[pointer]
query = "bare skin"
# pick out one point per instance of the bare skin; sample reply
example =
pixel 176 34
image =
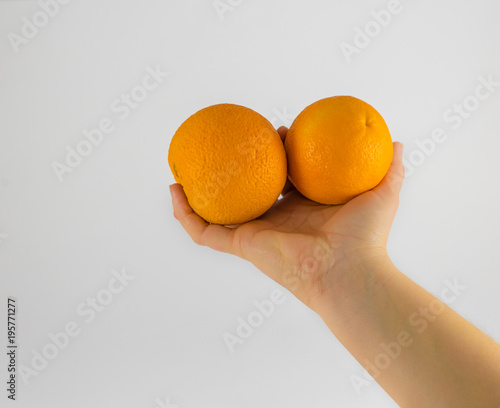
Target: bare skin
pixel 334 259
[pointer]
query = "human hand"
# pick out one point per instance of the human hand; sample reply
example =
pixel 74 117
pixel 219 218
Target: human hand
pixel 303 245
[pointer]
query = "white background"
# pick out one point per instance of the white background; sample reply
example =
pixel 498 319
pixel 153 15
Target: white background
pixel 160 339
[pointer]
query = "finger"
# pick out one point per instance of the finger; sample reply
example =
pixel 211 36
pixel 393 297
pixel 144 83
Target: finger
pixel 390 186
pixel 201 232
pixel 282 132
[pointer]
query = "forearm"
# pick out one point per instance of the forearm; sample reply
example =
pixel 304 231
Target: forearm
pixel 417 348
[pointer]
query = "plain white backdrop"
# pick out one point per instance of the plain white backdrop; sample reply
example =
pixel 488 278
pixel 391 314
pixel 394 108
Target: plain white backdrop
pixel 159 340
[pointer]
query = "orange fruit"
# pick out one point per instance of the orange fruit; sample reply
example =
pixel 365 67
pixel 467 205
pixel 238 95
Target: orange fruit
pixel 337 148
pixel 230 161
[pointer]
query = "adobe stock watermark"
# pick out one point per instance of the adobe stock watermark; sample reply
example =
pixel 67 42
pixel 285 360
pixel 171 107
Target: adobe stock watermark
pixel 225 6
pixel 419 320
pixel 30 27
pixel 363 37
pixel 245 327
pixel 86 311
pixel 121 107
pixel 453 118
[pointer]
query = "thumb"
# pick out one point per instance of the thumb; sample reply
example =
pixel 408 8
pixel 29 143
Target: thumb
pixel 390 186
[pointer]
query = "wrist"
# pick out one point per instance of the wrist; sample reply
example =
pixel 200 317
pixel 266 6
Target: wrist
pixel 352 281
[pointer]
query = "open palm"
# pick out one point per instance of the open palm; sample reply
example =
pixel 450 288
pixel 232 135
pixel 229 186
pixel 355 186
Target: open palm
pixel 297 242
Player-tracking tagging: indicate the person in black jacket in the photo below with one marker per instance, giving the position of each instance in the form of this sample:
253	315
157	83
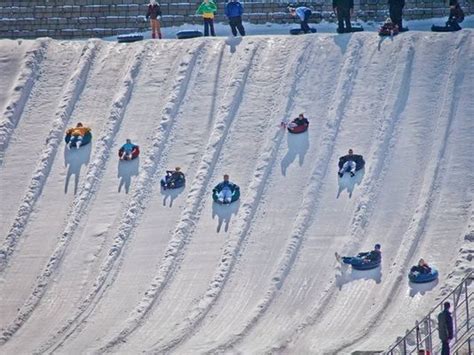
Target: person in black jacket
445	328
395	9
456	15
350	163
343	10
422	267
154	14
298	121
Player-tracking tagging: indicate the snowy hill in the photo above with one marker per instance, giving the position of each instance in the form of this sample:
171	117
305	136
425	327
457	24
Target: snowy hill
95	257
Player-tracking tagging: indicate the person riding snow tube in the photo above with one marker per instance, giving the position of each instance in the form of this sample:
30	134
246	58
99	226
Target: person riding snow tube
365	260
422	273
174	179
78	136
226	192
350	163
298	125
389	28
129	151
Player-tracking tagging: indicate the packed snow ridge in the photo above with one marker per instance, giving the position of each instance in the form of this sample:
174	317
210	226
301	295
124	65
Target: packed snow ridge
96	257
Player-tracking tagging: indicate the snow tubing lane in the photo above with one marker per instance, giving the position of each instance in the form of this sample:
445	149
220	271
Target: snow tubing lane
418	278
435	28
299	129
188	34
135	153
299	31
177	183
367	266
129	38
86	140
235	195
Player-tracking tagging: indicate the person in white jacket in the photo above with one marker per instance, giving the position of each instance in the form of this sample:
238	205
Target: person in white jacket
303	13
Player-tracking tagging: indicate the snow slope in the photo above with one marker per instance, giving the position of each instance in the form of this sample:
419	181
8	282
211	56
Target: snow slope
94	257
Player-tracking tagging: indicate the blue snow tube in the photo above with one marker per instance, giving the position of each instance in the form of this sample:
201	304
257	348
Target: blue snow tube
188	34
366	265
417	277
73	139
235	194
132	37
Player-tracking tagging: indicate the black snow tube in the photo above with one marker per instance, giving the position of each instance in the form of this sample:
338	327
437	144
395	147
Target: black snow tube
299	129
135	153
235	194
435	28
169	183
355	27
133	37
299	31
73	139
188	34
383	32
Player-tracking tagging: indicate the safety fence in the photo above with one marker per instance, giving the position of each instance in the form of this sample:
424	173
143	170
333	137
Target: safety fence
423	338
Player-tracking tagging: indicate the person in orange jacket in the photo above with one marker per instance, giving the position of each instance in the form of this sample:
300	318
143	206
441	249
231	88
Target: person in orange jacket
77	134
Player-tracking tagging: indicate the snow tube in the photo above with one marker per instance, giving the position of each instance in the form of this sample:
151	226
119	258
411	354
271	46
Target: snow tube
235	194
367	265
358	159
355	27
188	34
73	139
418	278
299	31
435	28
299	129
135	152
383	32
133	37
176	184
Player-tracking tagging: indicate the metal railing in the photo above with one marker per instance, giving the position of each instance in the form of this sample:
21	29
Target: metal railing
423	338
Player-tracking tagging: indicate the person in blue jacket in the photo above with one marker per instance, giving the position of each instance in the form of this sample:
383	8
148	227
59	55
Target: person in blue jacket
127	149
303	13
233	11
343	9
225	190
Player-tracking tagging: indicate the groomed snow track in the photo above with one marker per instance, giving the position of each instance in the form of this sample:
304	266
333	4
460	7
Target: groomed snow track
95	257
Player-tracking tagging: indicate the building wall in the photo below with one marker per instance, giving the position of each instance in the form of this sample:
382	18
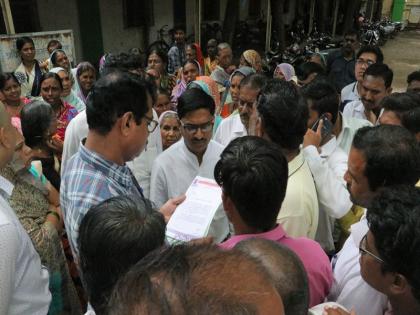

— Task brief —
Lay out the material as a Markdown table with columns headed "Row" and "Text", starting at the line that contains "Player-tracking tagging: indicate the groomed" and ending at the end of the material. Number each line, skip blank lines, and leave the pictures out.

— Answer to the task —
| Row | Text |
|---|---|
| 1 | Player-tracking tagging: indicate the groomed snow track in the photo above with one marker per instance, giving the position of each instance in the form of this sample: |
| 2 | 304	266 |
| 3 | 333	4 |
| 4 | 460	7 |
| 5 | Target: groomed snow track |
| 6 | 95	257 |
| 7 | Player-tracking tagging: indicate the building wall in the photo below with one marker per instance, giving the position of each instance in the form of this sample: |
| 8 | 382	18 |